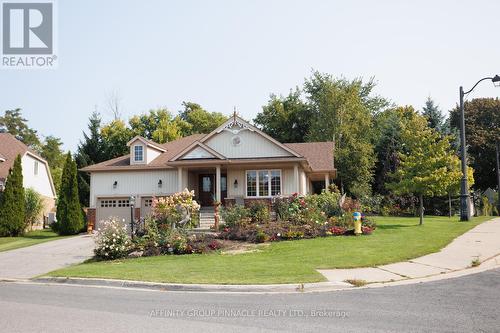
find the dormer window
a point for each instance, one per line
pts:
(138, 153)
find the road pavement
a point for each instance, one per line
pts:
(465, 304)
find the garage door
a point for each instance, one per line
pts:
(146, 206)
(113, 207)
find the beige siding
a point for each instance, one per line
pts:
(138, 183)
(252, 145)
(40, 181)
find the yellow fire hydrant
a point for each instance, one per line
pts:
(357, 223)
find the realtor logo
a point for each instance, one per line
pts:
(28, 35)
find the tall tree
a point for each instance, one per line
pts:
(12, 216)
(14, 123)
(432, 113)
(91, 150)
(69, 213)
(429, 166)
(482, 122)
(287, 119)
(200, 120)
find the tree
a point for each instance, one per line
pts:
(33, 205)
(428, 165)
(287, 119)
(12, 216)
(91, 150)
(342, 111)
(200, 120)
(482, 131)
(435, 118)
(51, 151)
(158, 125)
(69, 213)
(13, 123)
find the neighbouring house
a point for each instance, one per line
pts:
(36, 172)
(234, 164)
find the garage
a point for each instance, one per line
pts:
(113, 207)
(146, 203)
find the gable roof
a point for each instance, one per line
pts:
(319, 155)
(235, 120)
(147, 142)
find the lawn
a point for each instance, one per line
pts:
(395, 239)
(30, 238)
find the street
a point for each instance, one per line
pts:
(466, 304)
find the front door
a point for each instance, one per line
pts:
(207, 189)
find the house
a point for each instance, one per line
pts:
(235, 163)
(36, 172)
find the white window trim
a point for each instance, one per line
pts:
(141, 160)
(269, 184)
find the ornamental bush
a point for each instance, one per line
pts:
(112, 240)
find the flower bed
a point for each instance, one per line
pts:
(166, 232)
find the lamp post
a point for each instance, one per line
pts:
(132, 205)
(464, 186)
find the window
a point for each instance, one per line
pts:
(263, 183)
(138, 153)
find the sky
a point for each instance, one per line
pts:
(226, 54)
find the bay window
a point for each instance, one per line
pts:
(263, 183)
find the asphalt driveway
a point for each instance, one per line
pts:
(42, 258)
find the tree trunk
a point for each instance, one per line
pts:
(449, 204)
(421, 198)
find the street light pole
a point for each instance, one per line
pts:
(464, 186)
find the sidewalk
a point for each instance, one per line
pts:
(482, 243)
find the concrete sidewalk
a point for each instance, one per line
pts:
(482, 243)
(42, 258)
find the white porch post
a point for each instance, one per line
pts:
(179, 179)
(217, 184)
(296, 177)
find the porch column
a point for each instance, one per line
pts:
(179, 179)
(296, 177)
(217, 184)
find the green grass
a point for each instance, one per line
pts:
(396, 239)
(30, 238)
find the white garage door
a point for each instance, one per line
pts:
(113, 207)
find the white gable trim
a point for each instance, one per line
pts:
(236, 121)
(200, 147)
(145, 142)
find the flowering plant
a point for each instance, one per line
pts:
(112, 240)
(176, 209)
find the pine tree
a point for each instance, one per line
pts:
(12, 221)
(69, 214)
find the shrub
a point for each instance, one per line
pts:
(259, 212)
(33, 205)
(175, 210)
(112, 241)
(235, 215)
(12, 219)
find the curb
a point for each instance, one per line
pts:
(214, 288)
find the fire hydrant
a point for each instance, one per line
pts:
(357, 223)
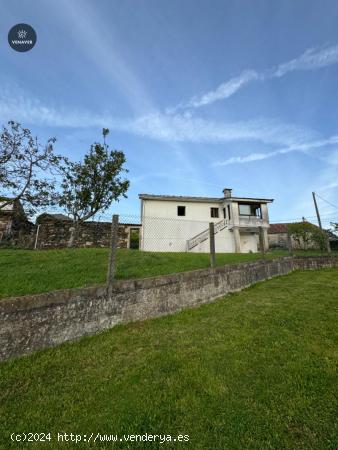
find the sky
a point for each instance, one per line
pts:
(199, 95)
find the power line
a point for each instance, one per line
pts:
(326, 201)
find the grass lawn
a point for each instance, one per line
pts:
(256, 370)
(29, 272)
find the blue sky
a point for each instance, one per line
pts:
(200, 95)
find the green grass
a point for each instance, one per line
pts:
(256, 370)
(29, 272)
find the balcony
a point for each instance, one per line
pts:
(247, 221)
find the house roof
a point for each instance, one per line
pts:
(47, 216)
(276, 228)
(202, 199)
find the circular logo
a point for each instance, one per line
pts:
(22, 37)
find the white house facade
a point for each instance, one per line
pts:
(181, 224)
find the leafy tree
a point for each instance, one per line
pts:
(92, 185)
(23, 167)
(307, 234)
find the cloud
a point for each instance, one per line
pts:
(304, 147)
(173, 129)
(311, 59)
(223, 91)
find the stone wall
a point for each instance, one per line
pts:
(56, 233)
(33, 322)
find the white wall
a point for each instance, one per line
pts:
(249, 242)
(164, 231)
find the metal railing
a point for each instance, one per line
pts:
(204, 235)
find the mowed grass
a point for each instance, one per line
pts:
(256, 370)
(25, 272)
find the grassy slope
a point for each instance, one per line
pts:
(253, 371)
(28, 272)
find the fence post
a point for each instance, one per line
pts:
(212, 244)
(36, 237)
(289, 242)
(112, 253)
(261, 241)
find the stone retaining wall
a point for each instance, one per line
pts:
(33, 322)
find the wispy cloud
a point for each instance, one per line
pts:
(178, 128)
(311, 59)
(223, 91)
(304, 147)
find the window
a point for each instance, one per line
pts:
(249, 210)
(181, 210)
(214, 212)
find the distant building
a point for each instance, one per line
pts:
(181, 224)
(278, 237)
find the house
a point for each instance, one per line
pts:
(13, 220)
(181, 224)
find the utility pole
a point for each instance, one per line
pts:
(317, 210)
(320, 222)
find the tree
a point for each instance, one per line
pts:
(92, 185)
(23, 167)
(306, 234)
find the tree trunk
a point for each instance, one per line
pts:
(73, 234)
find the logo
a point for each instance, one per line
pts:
(22, 37)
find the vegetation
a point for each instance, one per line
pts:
(91, 186)
(256, 370)
(306, 235)
(28, 272)
(24, 165)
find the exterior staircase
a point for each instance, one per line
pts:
(204, 235)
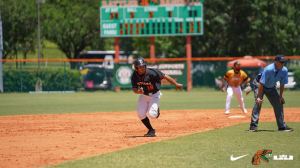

◆ REQUIREMENTS: Copy out all the entries above word for word, leaving out the pictures.

◆ FULL ANSWER:
find the dormer window
a point for each instance, one per line
pts:
(138, 153)
find the road pavement
a point for each instance, one per line
pts:
(465, 304)
find the garage door
a point for each instance, one per line
pts:
(146, 206)
(113, 207)
find the beige siding
a point for each instance, one per line
pts:
(138, 183)
(252, 145)
(40, 181)
find the yellow fire hydrant
a point for each instance, one per line
pts:
(357, 223)
find the realtor logo
a point for each instance, one per line
pts:
(28, 35)
find the tall tree
a point for each instance, one per line
pts:
(12, 216)
(14, 123)
(432, 113)
(91, 150)
(69, 213)
(429, 166)
(482, 122)
(287, 119)
(200, 120)
find the tree
a point for each instance, one per line
pts:
(33, 205)
(428, 165)
(287, 119)
(12, 216)
(91, 150)
(342, 111)
(200, 120)
(482, 131)
(435, 118)
(51, 151)
(158, 125)
(69, 213)
(13, 123)
find the neighbouring house
a point for each instance, one per line
pts:
(36, 172)
(234, 164)
find the garage
a point for each instance, one per line
pts:
(113, 207)
(146, 203)
find the gable roof
a point for each instance, one per line
pts:
(319, 155)
(235, 120)
(147, 142)
find the lawn
a point for each instance, one per line
pts:
(395, 239)
(30, 238)
find the street
a point for each instance, one per line
pts:
(466, 304)
find the front door
a point for each instance, one per line
pts:
(207, 189)
find the house
a point for each instance, one per line
pts:
(235, 163)
(36, 172)
find the white window trim
a point for each instance, one per line
pts:
(141, 160)
(269, 184)
find the ornamental bush
a point for each instance, one per line
pts:
(112, 240)
find the flower bed
a point for each instance, one per line
pts:
(166, 232)
find the lamp post
a point for each instance, one per line
pts:
(132, 205)
(464, 186)
find the window
a point for each instance, one per line
pts:
(263, 183)
(138, 153)
find the sky
a point for each instance, one per line
pts:
(226, 54)
find the bay window
a point for each instance, one per line
pts:
(263, 183)
find the asphalt driveway
a point for each instance, one per line
pts:
(42, 258)
find the tree trunk
a point for each instance, one per line
pts:
(449, 204)
(421, 198)
find the street light pole
a point for each instance, one per line
pts:
(464, 186)
find the sidewalk
a point for each instance, one per line
pts:
(482, 243)
find the concrete sidewalk
a point for each instance, one per line
pts:
(482, 243)
(42, 258)
find the white porch post
a point for each instance, one per line
pts:
(179, 179)
(217, 184)
(296, 177)
find the porch column
a point for each instance, one per line
pts:
(179, 179)
(296, 177)
(217, 184)
find the green grass
a point for each instance, one per line
pts:
(396, 239)
(30, 238)
find the white garage door
a point for each instance, one per line
pts:
(113, 207)
find the white gable trim
a point for each instance, one per line
pts:
(236, 121)
(200, 147)
(145, 142)
find the flowering plant
a point for each instance, one per line
pts:
(112, 240)
(176, 209)
find the pine tree
a point for each instance, one per line
pts:
(12, 221)
(69, 214)
find the shrub
a point for each instance, one per line
pts:
(259, 212)
(33, 205)
(175, 210)
(112, 241)
(235, 215)
(12, 219)
find the curb
a point for each instance, one per line
pts:
(214, 288)
find the fire hydrant
a point for each instance, one per line
pts:
(357, 223)
find the sky
a point for each instance, one per line
pts:
(199, 95)
find the power line
a point for each instance, one per line
pts:
(326, 201)
find the grass lawn
a point for each instance, one per line
pts:
(256, 370)
(29, 272)
find the blue sky
a point for each instance, one per line
pts:
(200, 95)
find the green grass
a point for each instance, one per line
pts:
(256, 370)
(29, 272)
find the balcony
a point for each instance, one per line
pts:
(247, 221)
find the house roof
a point for each instance, one per line
pts:
(47, 216)
(276, 228)
(202, 199)
find the circular logo
a point for each instance, one per line
pts:
(22, 37)
find the white house facade
a point for each instance, one per line
pts:
(181, 224)
find the leafy tree
a point for each instance, one per line
pts:
(92, 185)
(23, 167)
(307, 234)
find the cloud
a point for each instance, one per line
pts:
(304, 147)
(173, 129)
(311, 59)
(223, 91)
find the stone wall
a point for each instance, one per line
pts:
(56, 233)
(33, 322)
find the white wall
a point for each instance, one per line
pts:
(249, 242)
(164, 231)
find the metal railing
a point for each instance, one per line
pts:
(204, 235)
find the mowed grass
a point for each instance, one per line
pts:
(256, 370)
(25, 272)
find the grassy slope
a point for each instance, one per line
pts:
(253, 371)
(28, 272)
find the fence post
a point for each instance, one per line
pts:
(212, 244)
(36, 237)
(289, 242)
(112, 253)
(261, 241)
find the stone retaining wall
a point for each instance, one per line
pts:
(33, 322)
find the wispy cloud
a point for each instance, one per line
pts:
(178, 128)
(311, 59)
(223, 91)
(304, 147)
find the window
a point for each instance, one per line
pts:
(249, 210)
(181, 210)
(214, 212)
find the distant building
a point for each instance, one per line
pts:
(181, 224)
(278, 237)
find the house
a point for each instance, one per line
pts:
(13, 220)
(181, 224)
find the utility pole
a point for each instance, one per line
pts:
(317, 210)
(320, 222)
find the tree
a point for each instance, one per line
pts:
(92, 185)
(23, 167)
(306, 234)
find the tree trunk
a point for each instance, one per line
pts:
(73, 234)
find the logo
a point for each instance, one per line
pts:
(22, 37)
find the vegetation
a point for each instance, one per line
pts:
(91, 186)
(256, 370)
(306, 235)
(28, 272)
(24, 165)
find the exterior staircase
a point for each instance, one per line
pts:
(204, 235)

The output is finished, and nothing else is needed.